* [Given problem] Rewrite the data below, changing every "indicate" to "mark" and leaving everything else unchanged. Leave the pictures out.

====

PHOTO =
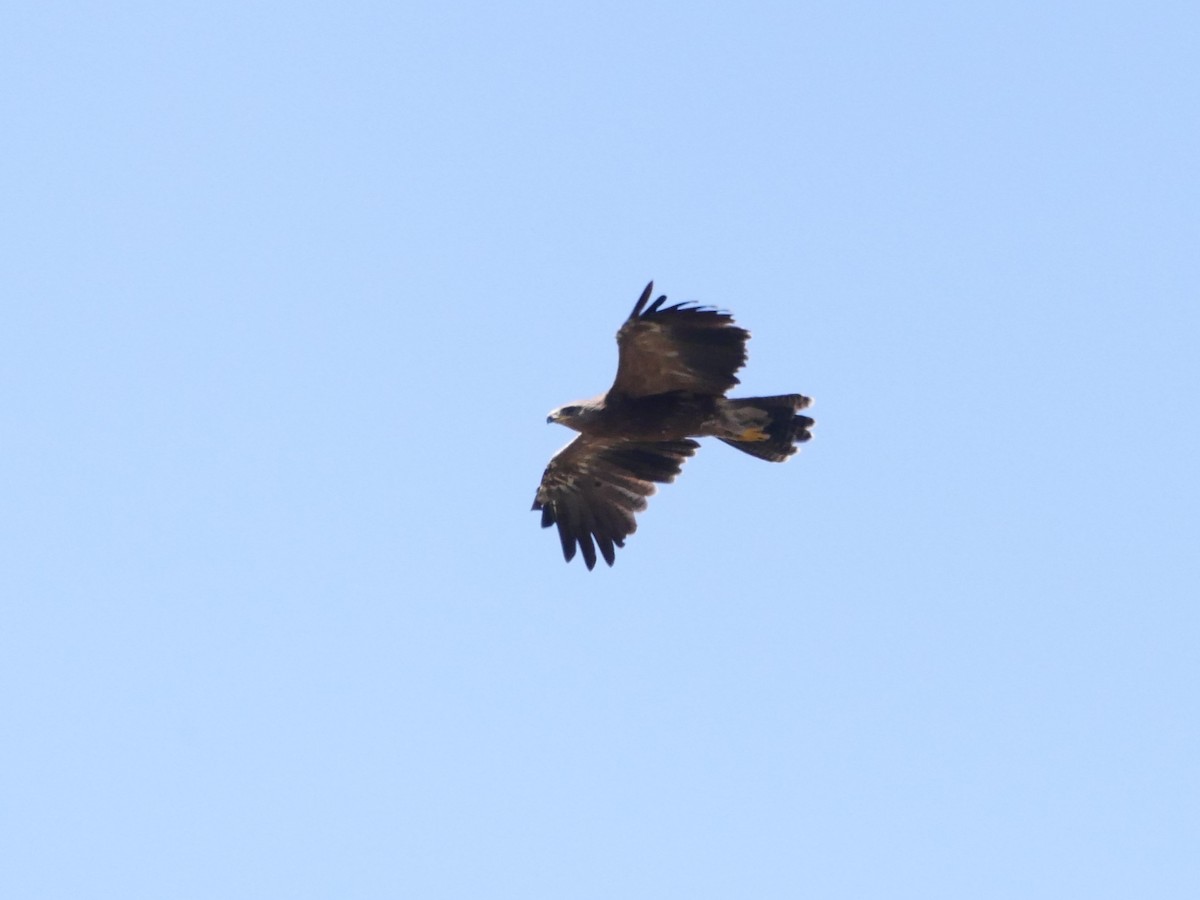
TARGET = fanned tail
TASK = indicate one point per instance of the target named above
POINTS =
(772, 427)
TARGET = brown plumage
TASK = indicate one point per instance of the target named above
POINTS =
(676, 365)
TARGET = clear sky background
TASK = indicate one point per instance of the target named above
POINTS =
(288, 291)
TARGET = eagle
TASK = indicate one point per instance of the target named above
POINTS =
(676, 364)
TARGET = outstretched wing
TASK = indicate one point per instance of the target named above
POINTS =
(593, 489)
(677, 348)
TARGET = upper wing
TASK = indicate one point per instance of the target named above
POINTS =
(677, 348)
(593, 489)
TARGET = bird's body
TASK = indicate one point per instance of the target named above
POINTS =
(676, 366)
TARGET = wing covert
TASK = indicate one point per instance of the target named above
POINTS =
(594, 489)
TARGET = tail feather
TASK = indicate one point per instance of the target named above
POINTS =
(774, 423)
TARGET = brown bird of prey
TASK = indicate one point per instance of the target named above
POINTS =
(676, 365)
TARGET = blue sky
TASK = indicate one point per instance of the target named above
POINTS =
(288, 293)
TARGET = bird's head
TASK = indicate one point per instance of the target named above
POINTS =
(575, 415)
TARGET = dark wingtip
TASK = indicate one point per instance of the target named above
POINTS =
(642, 300)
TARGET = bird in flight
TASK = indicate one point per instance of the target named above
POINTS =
(676, 364)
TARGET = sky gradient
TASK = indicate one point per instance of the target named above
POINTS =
(288, 294)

====

* [Answer to the exercise]
PHOTO =
TARGET = fanned tail
TASK = mark one point per instance of the target named above
POINTS =
(772, 427)
TARGET = brown plumage
TASK = mark one point per instance of the target named above
POINTS =
(676, 365)
TARGET = clear sky background
TASK = mark one point per instance of the target named above
POINTS =
(288, 291)
TARGET = eagle
TASK = mark one point per instance of the target named above
POINTS =
(676, 364)
TARGET = outstretched wing
TASK = mark one point per instance of the target named above
POINTS =
(593, 489)
(677, 348)
TARGET = upper wing
TASK = mark one point per instance of the target named above
POINTS =
(677, 348)
(593, 489)
TARGET = bird's body
TASK = mark one point per instance of the target named above
POINTS =
(676, 366)
TARGET = wing covert
TASK = mark one point per instance of the target named above
POINTS =
(594, 489)
TARGET = tail feather
TASK = mark one point per instance of the target named above
POINTS =
(774, 423)
TARGET = brown bird of prey
TASK = mark one point per instance of the target named above
POINTS =
(676, 365)
TARGET = blue sky
TASK = mark one point per instance of the target named above
POINTS =
(288, 293)
TARGET = bird's head
TASK = mark one point per instance of the target named above
POINTS =
(575, 415)
TARGET = dark wingtip
TASK = mark one point per instance of the target named above
POINTS =
(642, 300)
TARGET = bird in flight
TASK = mark one point per instance of the target named above
POINTS =
(676, 364)
TARGET = sky gradient
TASK = mark one point per instance of the target named above
POINTS =
(288, 294)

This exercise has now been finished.